------ Texte fourni ------
Types d’élèves (autorégulé / hétéronome / anomique)

Types d’élèves (autorégulé / hétéronome / anomique)

L’objectif de tout enseignant, au-delà de la réussite des élèves, est de parvenir à impliquer sa classe dans l’activité qu’il a planifiée. Au cours de leur formation, les futurs enseignants sont ainsi amenés à réfléchir et à maîtriser différentes compétences pour concevoir et finalement transmettre au mieux le contenu d’enseignement. Toutefois, en pratique, il n’est pas rare de constater de larges variations dans l’engagement des élèves dans une situation scolaire. En effet, l’enseignement à l’école suppose l’action de différents acteurs dans un même contexte. Mais comme l’a relevé Postic (1979), « la classe est composée d’individus qui n’ont pas choisi d’être ensemble et où la plupart des règles qui régissent leurs actions préexistent à leur rassemblement ». Au cours d’une leçon, l’enseignant doit alors réussir à maintenir les élèves au travail, malgré leurs différences inter-individuelles et leurs variations d’engagement intra-individuelles. Cela signifie qu’il doit réussir à gérer un ensemble de paramètres complexes et co-déterminés, sur lesquels il peut avoir une action partielle. (Durand, 2001 ; Gaël- Petitfaux et Durand, 2001).
------
# Consigne
Poursuivez le texte sur les types d'élèves et leur engagement en classe à la suite de sa dernière phrase. Ce matériel n'a aucun rapport avec le texte.
------ Extraits de données ------
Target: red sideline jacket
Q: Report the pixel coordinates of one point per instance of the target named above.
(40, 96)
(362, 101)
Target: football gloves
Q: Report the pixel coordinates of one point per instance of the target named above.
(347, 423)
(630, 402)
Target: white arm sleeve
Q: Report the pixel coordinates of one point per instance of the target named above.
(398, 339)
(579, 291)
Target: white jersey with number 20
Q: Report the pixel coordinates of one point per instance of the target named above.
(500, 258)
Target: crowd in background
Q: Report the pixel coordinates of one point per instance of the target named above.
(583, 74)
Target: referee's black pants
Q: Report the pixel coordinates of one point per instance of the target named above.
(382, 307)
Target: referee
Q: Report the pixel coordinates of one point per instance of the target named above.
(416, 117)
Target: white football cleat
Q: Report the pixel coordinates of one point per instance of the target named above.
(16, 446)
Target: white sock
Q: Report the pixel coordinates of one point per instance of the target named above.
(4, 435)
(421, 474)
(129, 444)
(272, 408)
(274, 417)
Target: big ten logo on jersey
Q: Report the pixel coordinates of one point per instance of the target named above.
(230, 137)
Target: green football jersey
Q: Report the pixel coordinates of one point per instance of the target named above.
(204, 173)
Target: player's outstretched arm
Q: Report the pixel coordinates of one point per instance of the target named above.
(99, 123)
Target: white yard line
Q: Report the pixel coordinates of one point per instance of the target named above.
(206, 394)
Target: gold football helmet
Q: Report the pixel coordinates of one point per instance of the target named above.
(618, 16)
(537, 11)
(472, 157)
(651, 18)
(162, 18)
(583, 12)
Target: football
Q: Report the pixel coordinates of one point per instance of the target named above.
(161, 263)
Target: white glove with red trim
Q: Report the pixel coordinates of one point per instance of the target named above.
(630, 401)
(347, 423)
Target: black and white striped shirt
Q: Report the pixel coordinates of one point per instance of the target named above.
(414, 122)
------
# Réponse
L’éducation physique et sportive (EPS) est à ce titre une discipline particulière, car elle fait appel, plus qu’une autre, aux émotions et à la gestion d’un groupe en mouvement, dans un grand espace avec des risques et des dangers. L’engagement de l’élève n’est alors pas seulement un investissement personnel de ses ressources dans une tâche, mais il suppose une mobilisation de ses capacités corporelles, motrices, perceptives, décisionnelles, et émotionnelles. L’absence de traces écrites et l’engagement particulier qu’elle réclame rendent la compréhension de l’action des élèves d’autant plus complexes.

Problématique

Analyse du contexte

En Suisse, l’administration du pays se divise en 3 niveaux : fédéral, cantonal et communal. La Confédération suisse et les cantons se répartissent ainsi les compétences dans le domaine de l’enseignement avec des responsabilités différentes en fonction du niveau de formation. Le système éducatif suisse comprend les degrés de formation suivants :
• Le degré primaire (école enfantine inclus). L’école primaire compte huit années scolaires réservées aux enfants de 4 à 12 ans.
• Le degré secondaire I : Pour les élèves de 12 à 15 ans, ce degré correspond à la dernière phase de l’école obligatoire.
• Le degré secondaire II : formation professionnelle et écoles dispensant une formation générale approfondie (écoles de maturité gymnasiale, écoles de culture générale).
• Le degré tertiaire : formation professionnelle supérieure (examens professionnels fédéraux, examens professionnels fédéraux supérieurs, écoles supérieures) et hautes écoles (hautes écoles universitaires, hautes écoles spécialisées, hautes écoles pédagogiques).
• Les formations continues.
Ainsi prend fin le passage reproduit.